• _Aim_: Extract every line of the entries that contains the word "trousers".

(Location annotation dataset excerpts)
....

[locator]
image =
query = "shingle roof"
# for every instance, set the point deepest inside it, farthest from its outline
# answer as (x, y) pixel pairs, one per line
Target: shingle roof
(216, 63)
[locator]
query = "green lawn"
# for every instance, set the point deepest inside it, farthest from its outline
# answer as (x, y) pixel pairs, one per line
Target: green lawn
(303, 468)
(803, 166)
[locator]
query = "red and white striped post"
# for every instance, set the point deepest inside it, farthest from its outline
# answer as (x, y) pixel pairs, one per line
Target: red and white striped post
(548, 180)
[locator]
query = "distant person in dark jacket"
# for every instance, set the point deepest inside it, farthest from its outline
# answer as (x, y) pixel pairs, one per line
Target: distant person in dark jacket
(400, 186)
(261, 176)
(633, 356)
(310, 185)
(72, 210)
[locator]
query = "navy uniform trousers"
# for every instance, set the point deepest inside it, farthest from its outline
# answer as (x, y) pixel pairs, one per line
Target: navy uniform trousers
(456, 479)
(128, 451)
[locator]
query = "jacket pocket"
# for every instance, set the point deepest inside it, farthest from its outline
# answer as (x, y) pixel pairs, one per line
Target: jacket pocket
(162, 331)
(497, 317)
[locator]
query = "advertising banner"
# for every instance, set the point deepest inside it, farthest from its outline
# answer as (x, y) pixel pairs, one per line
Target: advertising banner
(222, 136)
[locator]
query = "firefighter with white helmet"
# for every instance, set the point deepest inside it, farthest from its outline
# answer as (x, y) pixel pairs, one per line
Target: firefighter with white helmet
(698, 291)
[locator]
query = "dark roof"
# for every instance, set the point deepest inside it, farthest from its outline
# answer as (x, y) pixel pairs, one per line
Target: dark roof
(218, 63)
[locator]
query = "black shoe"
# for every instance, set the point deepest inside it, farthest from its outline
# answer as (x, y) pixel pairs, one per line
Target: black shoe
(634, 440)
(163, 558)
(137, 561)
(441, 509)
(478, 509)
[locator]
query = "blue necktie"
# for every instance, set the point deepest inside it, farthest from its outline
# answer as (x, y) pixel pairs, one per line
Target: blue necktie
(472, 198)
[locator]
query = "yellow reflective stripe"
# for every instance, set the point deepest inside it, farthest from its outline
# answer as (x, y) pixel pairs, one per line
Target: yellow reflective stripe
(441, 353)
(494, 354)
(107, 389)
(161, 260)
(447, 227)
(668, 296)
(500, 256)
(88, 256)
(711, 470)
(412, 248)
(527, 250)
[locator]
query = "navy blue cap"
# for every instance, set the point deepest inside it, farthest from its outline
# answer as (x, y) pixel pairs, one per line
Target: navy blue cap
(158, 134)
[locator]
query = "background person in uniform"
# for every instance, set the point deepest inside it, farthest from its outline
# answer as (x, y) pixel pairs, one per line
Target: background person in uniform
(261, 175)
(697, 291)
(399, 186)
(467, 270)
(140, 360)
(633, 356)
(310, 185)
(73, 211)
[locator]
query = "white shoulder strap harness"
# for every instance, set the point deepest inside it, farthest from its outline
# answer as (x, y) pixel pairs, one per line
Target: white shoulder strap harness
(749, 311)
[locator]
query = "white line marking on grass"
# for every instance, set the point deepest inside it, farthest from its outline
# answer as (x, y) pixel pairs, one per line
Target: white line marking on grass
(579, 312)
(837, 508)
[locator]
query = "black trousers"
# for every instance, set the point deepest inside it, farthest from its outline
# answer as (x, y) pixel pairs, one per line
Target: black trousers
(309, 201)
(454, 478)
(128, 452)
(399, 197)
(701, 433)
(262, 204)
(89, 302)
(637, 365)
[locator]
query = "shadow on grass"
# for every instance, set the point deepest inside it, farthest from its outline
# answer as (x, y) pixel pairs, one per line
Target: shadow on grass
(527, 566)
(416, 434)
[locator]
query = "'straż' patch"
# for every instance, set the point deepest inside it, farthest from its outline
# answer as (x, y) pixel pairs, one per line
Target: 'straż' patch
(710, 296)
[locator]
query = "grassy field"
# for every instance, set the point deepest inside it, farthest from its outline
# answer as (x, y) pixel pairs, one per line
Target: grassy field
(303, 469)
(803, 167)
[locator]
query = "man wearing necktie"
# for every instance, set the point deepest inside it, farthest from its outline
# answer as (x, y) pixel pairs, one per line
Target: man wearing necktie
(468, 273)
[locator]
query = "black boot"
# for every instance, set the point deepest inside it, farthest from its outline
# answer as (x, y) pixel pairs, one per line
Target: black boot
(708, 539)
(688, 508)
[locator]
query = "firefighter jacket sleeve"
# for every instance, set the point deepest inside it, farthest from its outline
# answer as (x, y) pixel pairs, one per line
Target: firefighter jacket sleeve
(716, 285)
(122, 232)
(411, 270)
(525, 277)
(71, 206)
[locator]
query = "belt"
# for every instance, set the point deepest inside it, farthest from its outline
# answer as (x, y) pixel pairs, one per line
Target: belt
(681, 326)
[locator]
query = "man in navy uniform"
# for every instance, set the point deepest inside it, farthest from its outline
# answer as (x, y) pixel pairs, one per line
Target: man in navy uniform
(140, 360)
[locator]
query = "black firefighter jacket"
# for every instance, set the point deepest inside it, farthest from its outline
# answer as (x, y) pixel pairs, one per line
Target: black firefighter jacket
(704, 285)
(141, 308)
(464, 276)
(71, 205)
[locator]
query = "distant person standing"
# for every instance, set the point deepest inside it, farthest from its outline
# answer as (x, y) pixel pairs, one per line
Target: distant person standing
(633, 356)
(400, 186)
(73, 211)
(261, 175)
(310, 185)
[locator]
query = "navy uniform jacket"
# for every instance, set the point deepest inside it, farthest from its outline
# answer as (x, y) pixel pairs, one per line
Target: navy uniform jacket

....

• _Exercise output_:
query = "navy uniform trousers"
Target: navy uniform trousers
query = "black trousers"
Target: black trousers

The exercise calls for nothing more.